- **CHALLENGE**: Print only the lines of the material below, unchanged, that run from the line containing "white cricket trousers" through the line containing "<point>335,766</point>", with both of those lines included.

- **RECORDS**:

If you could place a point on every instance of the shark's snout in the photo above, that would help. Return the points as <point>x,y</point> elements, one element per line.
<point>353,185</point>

==

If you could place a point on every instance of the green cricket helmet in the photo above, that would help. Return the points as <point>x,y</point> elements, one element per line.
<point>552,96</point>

==

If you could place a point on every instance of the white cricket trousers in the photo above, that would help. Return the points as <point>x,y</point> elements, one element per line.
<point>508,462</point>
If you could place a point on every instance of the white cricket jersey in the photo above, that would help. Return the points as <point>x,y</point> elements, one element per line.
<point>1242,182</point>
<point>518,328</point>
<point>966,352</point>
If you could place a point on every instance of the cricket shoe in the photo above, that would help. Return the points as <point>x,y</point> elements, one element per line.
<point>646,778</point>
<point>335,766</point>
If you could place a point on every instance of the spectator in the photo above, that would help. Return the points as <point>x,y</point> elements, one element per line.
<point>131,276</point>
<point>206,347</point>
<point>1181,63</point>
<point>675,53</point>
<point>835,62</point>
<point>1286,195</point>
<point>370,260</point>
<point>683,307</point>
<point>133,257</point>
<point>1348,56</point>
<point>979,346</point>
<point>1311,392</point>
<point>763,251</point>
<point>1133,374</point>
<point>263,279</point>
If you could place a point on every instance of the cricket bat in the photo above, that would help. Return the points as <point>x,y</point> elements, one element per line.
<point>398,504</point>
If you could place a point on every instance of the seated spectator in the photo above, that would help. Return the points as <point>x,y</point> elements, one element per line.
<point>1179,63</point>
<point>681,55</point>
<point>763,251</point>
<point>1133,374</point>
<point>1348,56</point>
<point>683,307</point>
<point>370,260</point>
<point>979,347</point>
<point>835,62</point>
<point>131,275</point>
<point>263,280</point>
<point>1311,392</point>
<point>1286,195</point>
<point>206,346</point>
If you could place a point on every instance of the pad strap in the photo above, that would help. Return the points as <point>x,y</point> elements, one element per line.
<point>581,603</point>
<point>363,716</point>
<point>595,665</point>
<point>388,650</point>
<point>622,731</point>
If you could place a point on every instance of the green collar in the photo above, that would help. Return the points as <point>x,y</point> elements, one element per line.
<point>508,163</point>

- **EXERCISE ANSWER**:
If you could place a point on every instance of the white cricket trousers in the photo above, that would help. Return the points as <point>x,y</point> elements, one element per line.
<point>508,462</point>
If you could place a point on every instance of the white cricket jersey in the photo above, that would help. Return the points as <point>x,y</point> elements, one element per line.
<point>1242,182</point>
<point>518,328</point>
<point>966,352</point>
If you could place a point on every instance of the cricket shoe in the photo above, that would help. Return the points as <point>x,y</point> elements, one element per line.
<point>646,778</point>
<point>335,766</point>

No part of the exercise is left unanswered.